Directions:
Can you quote the lines below exactly, starting at the line with "Provide the location of every instance of the beaded" and going through the last one?

Point placement records
╔══

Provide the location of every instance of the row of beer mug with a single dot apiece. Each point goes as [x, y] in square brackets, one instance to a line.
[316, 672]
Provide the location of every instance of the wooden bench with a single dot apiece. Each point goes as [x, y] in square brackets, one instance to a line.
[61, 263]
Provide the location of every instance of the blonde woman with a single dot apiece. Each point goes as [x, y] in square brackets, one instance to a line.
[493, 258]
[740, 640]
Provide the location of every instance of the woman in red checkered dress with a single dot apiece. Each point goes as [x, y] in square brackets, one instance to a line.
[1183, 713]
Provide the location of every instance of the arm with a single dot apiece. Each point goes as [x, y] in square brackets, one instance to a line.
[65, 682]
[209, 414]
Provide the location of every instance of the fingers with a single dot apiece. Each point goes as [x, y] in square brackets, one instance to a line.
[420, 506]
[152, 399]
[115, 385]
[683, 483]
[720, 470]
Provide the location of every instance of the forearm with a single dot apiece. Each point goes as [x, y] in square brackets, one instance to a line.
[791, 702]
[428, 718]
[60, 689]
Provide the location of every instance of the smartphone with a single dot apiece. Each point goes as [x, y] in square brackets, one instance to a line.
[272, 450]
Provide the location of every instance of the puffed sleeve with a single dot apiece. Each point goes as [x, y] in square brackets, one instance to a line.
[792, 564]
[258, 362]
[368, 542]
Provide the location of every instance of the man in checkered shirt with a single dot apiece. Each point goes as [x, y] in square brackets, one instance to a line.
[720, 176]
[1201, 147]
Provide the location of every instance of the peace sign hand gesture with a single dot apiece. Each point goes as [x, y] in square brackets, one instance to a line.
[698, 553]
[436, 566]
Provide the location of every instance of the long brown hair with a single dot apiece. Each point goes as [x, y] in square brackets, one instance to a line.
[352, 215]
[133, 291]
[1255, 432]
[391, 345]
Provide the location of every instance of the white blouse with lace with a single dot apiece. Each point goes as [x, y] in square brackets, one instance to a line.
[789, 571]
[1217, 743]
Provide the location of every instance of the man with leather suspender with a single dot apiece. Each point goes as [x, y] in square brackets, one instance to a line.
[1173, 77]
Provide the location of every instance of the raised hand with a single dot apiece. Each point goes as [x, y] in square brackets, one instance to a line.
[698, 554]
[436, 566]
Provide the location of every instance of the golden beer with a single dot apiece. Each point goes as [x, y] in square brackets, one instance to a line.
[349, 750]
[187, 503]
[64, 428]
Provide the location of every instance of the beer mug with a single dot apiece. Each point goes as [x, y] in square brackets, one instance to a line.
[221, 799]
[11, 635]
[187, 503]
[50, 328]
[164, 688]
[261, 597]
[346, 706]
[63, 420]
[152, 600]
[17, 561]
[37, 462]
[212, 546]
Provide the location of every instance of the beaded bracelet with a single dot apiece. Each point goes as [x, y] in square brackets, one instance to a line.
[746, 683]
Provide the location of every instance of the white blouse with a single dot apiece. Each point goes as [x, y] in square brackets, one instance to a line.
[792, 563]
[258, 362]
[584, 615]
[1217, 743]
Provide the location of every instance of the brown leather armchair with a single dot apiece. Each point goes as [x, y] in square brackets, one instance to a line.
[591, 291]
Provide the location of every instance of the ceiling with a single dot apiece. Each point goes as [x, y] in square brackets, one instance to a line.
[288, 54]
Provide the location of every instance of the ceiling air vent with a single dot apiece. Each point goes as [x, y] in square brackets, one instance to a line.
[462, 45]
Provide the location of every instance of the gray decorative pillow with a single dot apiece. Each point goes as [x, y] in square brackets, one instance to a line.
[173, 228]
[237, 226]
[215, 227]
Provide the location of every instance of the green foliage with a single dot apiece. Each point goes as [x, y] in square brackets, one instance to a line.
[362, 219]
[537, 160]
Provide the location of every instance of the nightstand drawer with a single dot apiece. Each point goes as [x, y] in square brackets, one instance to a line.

╚══

Response to the exercise:
Provide the location of every instance of the beaded bracelet with a single dot apiece. Each point goes as [x, y] in square brackets, one instance to a line.
[746, 683]
Provide the location of every instance of the white blouse with a single dot apiece. Each point goes as [x, y] in square brackets, one instance to a line.
[792, 563]
[258, 362]
[584, 615]
[1217, 743]
Provide the location of every instance of the brown leather armchair with a single dot apiece. Each point goes as [x, y] in square brackets, one instance to a line.
[591, 291]
Provide the location of every instance of the ceiling with a single dot apiece. Each point goes as [x, y] in square brackets, one instance to a line.
[288, 54]
Provide the location of every instance of the ceiling air vent with a single dot apiece. Each point goes as [x, y] in square brackets, one instance to a line.
[462, 45]
Provide the location of every instance of the gray decorative pillow with a single dot apiece. Each point goes as [x, y] in square brackets, one instance to a line.
[173, 228]
[237, 226]
[215, 227]
Provide the location of every instance of the green foliage with a single dot apiece. Each point goes as [x, y] in square brackets, one instance to a line.
[362, 219]
[537, 160]
Provide the location of every instance of the nightstand drawer with a single dot apiece. Each point goes as [x, y] in square brackets, one instance to a line.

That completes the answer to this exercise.